Catastrophic Plans Explained

Catastrophic Plans Explained

2019-01-03T10:38:20+00:00Thursday, November 13, 2014|

A Basic Explanation

Catastrophic coverage is health insurance that primarily protects you from medical bankruptcy if you suffer a serious accident or illness. It’s the least generous type of health insurance that still satisfies the new healthcare law’s mandate.

Here’s what you get when you buy a marketplace catastrophic plan: free preventive care; up to three visits to the doctor when you’re sick or injured; plus coverage for emergencies, hospitalizations, or other medical care once you’ve met your deductible, as long as you’re seeing in-network providers.

Under the Affordable Care Act (ACA), the only people who have the option to buy catastrophic health insurance on one of the marketplaces are those under 30, or adults who obtain special permission.

Expert Advice About Catastrophic Plans

Catastrophic plans have lower monthly premiums, so they cost less up front. You’ll likely be able to find a marketplace catastrophic plan for a monthly premium* that ranges anywhere from [$49] to [$757] depending on how old you are and where you live.

But there’s a drawback: If you choose a catastrophic plan, you’ll pay more out of your own pocket when you do see a doctor.

1. You’re on a tight budget . . . Catastrophic monthly premiums are much, much more affordable than other metal tier options, so they’ll appeal to you if you’re trying to keep your monthly spending low.

2. . . . and you don’t qualify for tax credits or cost-sharing reductions. If you’re buying catastrophic coverage, you’ll be responsible for the entire monthly premium on your own. You can’t use any tax credits or cost sharing reductions for these types of plans. Before you settle on a catastrophic plan, be sure to find out whether you’re eligible for federal help to pay for your insurance. Try the Subsidy Estimator or call us to see if you qualify. If tax credits are available to you, take the time to shop for plans with better benefits — they might be on par or even more affordable than catastrophic once you figure in the money the government will be giving you.

* Records *

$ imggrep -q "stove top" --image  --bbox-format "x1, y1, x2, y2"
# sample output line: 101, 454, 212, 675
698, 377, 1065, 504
...
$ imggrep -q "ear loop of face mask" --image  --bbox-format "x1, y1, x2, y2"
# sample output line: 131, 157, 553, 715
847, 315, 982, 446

* Activities *
1/ Answer from the text on catastrophic plans:
(a) Under the Affordable Care Act, who has the option to buy catastrophic health insurance on one of the marketplaces?
(b) How many doctor visits for sickness or injury does a marketplace catastrophic plan include?
(c) Can tax credits or cost-sharing reductions be used for catastrophic plans?
2/ Pick up the text on catastrophic plans after its last sentence and keep writing it.
The data has no role in any of these tasks.

* Results for each task *
1/
(a) People under 30, or adults who obtain special permission.
(b) Up to three.
(c) No.

2/
3. You’re generally healthy. If you think you can get by with just your annual preventive care check-ups plus three sick-or-injured visits to your doctor per year, and if you don’t have a lot of prescriptions to fill, specialists to see, or a pre-existing condition, a catastrophic plan might offer adequate coverage.

Remember, though, these plans are designed to protect you from getting clobbered by giant medical bills in the event of a serious illness or injury. They don’t do much to help you with everyday scrapes, aches, and flus. If you have a pre-existing condition or use a lot of medical care, a catastrophic plan could actually end up being a more expensive option because you’ll be paying so much out of your own pocket.

4. You’re under 30, or you qualify for a hardship exemption. There are some age restrictions on who can buy a marketplace catastrophic plan: If you’re over 30, you’re likely out of luck. However, if you’ve had some sort of hardship that makes it difficult for you to purchase any other type of plan, you may be able to get what’s called a hardship exemption — in other words, special permission to purchase catastrophic coverage.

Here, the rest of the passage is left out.